Location identification entries:
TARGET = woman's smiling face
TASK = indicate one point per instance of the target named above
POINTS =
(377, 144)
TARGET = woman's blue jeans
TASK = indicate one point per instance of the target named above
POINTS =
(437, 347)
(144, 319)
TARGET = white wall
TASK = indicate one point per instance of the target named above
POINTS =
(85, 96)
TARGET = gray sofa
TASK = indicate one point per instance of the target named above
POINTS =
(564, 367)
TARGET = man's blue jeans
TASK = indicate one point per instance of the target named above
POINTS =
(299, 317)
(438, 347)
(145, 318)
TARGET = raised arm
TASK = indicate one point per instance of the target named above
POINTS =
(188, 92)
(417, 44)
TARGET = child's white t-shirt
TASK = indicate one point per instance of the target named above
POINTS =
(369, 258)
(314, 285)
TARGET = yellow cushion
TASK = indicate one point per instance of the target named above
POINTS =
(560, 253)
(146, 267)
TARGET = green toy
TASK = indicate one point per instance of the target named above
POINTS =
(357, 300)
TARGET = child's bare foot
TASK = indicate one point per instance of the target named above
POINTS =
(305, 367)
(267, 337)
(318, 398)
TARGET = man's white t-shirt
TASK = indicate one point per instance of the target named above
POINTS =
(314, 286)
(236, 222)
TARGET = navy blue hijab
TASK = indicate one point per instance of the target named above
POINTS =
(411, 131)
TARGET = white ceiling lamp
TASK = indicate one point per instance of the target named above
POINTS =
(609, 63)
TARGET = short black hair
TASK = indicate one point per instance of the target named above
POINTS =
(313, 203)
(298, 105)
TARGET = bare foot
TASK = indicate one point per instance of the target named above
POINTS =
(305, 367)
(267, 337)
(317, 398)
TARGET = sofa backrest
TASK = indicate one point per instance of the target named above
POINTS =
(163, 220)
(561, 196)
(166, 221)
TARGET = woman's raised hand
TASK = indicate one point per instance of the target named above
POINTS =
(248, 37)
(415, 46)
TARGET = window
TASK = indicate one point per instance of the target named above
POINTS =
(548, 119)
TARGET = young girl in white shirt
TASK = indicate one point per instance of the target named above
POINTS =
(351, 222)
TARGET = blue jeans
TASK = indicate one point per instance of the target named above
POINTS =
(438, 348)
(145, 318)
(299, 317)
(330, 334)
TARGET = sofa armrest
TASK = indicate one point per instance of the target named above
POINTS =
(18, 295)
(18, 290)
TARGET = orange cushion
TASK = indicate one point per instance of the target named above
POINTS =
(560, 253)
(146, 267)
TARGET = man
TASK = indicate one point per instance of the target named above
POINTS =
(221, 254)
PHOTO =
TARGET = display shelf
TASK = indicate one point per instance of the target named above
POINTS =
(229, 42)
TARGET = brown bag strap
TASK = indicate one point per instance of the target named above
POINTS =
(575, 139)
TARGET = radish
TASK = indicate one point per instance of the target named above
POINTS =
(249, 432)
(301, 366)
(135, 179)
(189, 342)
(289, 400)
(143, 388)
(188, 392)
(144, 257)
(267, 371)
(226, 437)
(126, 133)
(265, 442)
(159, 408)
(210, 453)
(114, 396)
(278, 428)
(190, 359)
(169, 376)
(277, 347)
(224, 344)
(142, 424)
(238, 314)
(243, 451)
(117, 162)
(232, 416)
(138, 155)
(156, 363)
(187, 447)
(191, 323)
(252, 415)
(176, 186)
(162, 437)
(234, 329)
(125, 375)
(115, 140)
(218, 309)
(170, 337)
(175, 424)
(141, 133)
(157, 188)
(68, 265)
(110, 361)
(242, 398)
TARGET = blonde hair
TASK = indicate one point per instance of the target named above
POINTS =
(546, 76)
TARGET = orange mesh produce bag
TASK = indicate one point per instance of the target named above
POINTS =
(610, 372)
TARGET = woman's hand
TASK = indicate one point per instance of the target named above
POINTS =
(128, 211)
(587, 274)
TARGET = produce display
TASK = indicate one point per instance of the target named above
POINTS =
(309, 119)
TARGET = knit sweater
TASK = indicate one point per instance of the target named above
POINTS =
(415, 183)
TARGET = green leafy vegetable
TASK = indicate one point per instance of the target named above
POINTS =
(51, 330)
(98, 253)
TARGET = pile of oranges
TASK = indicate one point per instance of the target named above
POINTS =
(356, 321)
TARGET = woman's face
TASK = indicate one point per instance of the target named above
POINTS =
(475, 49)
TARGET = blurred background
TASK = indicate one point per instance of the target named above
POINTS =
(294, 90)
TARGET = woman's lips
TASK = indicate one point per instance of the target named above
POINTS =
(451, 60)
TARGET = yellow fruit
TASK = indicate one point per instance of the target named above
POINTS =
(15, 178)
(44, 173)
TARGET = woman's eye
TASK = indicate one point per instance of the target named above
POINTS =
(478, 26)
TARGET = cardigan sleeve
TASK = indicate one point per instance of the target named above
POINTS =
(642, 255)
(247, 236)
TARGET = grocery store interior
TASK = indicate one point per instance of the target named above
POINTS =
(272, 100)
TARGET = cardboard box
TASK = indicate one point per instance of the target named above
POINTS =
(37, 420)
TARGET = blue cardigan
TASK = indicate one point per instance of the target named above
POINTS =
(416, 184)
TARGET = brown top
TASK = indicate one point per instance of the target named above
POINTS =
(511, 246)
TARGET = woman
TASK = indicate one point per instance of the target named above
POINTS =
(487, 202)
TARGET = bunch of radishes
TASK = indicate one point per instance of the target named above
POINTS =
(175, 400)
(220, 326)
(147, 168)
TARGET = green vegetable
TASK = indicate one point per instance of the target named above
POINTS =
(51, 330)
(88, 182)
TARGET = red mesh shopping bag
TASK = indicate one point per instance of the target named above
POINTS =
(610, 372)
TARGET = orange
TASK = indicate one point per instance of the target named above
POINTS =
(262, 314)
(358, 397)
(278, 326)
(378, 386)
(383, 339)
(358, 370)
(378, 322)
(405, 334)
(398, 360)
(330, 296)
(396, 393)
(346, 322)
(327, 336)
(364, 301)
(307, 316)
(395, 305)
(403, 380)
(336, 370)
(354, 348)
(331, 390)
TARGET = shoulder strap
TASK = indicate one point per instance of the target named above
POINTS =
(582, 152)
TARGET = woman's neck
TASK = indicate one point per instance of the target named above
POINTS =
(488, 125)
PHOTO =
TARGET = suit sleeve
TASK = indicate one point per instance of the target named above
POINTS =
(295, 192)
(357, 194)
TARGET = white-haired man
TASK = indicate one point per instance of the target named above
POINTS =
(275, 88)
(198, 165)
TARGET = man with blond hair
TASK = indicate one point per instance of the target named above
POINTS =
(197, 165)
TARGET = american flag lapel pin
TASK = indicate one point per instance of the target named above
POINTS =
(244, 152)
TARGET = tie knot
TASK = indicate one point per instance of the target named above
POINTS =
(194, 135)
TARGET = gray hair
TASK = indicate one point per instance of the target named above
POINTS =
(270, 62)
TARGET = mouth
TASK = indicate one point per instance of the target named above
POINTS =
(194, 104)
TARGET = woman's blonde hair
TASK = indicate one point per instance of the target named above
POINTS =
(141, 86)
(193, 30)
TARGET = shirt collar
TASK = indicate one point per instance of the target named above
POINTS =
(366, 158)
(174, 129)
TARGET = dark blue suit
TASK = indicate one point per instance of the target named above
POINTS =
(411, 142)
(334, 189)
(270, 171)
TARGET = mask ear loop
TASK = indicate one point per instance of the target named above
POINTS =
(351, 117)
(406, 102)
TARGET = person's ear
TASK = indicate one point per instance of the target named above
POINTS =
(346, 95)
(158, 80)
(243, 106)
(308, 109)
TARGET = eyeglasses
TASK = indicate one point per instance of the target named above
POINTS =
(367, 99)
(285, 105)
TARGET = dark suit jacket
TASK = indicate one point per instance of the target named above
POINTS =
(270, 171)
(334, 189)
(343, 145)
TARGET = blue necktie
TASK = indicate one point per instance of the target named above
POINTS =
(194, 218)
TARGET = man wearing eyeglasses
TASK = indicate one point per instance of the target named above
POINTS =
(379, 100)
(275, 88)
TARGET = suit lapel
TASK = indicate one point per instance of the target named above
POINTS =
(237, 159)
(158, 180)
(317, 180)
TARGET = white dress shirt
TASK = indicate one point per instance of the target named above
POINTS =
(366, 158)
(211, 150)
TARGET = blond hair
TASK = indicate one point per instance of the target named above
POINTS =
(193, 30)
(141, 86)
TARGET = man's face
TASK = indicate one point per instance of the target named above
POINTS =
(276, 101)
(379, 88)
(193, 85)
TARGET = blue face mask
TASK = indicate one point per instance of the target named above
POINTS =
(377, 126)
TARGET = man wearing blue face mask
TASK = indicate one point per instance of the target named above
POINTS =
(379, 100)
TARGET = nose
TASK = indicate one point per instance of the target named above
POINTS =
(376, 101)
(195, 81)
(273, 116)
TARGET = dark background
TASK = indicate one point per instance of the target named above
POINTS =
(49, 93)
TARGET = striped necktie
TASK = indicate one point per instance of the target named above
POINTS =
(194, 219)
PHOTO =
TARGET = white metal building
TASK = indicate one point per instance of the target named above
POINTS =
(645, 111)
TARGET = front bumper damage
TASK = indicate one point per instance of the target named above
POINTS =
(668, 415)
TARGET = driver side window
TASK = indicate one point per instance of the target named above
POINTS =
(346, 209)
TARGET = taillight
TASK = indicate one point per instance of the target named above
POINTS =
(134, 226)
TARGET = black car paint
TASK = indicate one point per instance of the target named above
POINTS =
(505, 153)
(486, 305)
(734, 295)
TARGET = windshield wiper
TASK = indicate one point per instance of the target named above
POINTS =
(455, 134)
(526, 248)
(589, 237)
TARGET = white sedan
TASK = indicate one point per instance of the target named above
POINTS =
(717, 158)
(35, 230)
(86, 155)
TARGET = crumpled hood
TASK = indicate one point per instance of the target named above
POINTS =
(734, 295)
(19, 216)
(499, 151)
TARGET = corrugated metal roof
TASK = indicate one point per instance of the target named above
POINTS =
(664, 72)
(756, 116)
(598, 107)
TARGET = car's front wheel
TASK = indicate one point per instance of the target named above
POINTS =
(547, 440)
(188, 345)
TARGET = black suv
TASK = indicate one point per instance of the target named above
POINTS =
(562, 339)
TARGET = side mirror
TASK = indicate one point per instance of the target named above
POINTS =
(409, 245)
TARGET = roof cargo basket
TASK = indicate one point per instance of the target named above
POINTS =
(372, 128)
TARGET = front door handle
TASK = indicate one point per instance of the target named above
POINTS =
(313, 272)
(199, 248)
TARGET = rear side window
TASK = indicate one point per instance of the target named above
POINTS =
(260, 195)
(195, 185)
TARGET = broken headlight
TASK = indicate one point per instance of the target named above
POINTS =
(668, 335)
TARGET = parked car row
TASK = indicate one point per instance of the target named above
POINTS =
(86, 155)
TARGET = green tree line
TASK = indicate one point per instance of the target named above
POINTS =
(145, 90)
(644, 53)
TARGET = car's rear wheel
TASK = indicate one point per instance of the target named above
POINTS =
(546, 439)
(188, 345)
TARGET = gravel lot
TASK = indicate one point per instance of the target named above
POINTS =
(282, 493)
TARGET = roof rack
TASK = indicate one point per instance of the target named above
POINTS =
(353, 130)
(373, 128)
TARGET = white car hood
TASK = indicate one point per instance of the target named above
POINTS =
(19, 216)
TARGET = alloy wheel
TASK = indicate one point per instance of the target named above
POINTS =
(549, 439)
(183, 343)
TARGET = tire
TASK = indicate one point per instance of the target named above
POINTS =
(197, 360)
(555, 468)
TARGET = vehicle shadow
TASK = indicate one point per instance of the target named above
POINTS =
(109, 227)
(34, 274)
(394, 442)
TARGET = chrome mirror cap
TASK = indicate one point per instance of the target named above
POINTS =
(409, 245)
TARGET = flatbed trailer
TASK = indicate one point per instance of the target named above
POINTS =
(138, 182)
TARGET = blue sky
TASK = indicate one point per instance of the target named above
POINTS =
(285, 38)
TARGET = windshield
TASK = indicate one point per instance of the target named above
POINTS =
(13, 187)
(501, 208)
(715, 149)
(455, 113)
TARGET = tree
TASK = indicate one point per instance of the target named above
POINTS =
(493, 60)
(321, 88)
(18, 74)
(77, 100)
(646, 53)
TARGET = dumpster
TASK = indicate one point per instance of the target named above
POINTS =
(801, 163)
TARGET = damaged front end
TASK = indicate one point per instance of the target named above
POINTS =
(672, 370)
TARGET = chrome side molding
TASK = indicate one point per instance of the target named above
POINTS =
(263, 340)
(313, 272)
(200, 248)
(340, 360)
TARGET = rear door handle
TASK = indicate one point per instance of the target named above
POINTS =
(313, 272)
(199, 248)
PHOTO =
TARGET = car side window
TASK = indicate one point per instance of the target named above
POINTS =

[What is asked]
Restate the final lines of the listing above word for word, beginning at the line that contains "TARGET = dumpster".

[Final result]
TARGET = dumpster
TASK = indicate one point per instance of the target named above
POINTS =
(801, 163)
TARGET = damaged front end
TASK = indicate one point per instance of the target named above
POINTS =
(672, 370)
TARGET = chrome side molding
TASK = indicate one point per instance of the target named above
POINTS =
(263, 340)
(313, 272)
(200, 248)
(340, 360)
TARGET = rear door handle
TASK = indicate one point per instance of the target named above
POINTS =
(313, 272)
(199, 248)
PHOTO =
TARGET = car side window
TASK = indicate one point per instance of the target named above
POINTS =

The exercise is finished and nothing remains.